▶ Problem statement
Locate every line in the listing below that contains the string "uniform" and copy each of those lines. Case counts, so match capital and lowercase letters precisely.

▶ Stored rows
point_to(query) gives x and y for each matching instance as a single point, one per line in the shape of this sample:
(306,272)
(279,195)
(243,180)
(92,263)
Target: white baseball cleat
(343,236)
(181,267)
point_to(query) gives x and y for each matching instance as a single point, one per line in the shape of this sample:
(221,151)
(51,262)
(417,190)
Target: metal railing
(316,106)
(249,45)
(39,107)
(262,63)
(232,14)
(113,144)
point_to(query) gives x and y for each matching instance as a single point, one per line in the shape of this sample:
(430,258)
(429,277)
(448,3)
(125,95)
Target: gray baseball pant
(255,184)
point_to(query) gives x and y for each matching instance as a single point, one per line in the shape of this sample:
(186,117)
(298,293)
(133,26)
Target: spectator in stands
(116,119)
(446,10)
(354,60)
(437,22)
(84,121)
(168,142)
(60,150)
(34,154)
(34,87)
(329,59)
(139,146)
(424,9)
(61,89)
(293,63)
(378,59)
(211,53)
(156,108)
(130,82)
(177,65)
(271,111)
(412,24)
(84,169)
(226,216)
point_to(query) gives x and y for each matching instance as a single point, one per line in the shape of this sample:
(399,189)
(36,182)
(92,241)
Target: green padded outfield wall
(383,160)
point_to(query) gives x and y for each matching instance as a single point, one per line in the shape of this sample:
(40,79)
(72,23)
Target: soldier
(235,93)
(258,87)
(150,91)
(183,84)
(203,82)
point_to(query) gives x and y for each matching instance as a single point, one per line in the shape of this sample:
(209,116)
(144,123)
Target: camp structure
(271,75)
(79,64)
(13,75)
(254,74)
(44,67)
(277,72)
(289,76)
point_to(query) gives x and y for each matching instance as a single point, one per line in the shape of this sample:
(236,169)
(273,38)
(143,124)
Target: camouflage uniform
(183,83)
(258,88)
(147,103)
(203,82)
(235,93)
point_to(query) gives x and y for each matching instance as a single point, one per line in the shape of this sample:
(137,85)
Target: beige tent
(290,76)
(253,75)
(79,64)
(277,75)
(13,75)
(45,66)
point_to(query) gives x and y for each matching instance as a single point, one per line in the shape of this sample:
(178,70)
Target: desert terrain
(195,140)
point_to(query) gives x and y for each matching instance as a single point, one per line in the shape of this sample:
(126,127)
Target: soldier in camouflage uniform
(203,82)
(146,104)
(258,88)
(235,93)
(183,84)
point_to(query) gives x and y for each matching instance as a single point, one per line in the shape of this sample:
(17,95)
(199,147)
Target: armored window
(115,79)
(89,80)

▶ Task result
Target: camouflage uniform
Target: soldier in camouflage uniform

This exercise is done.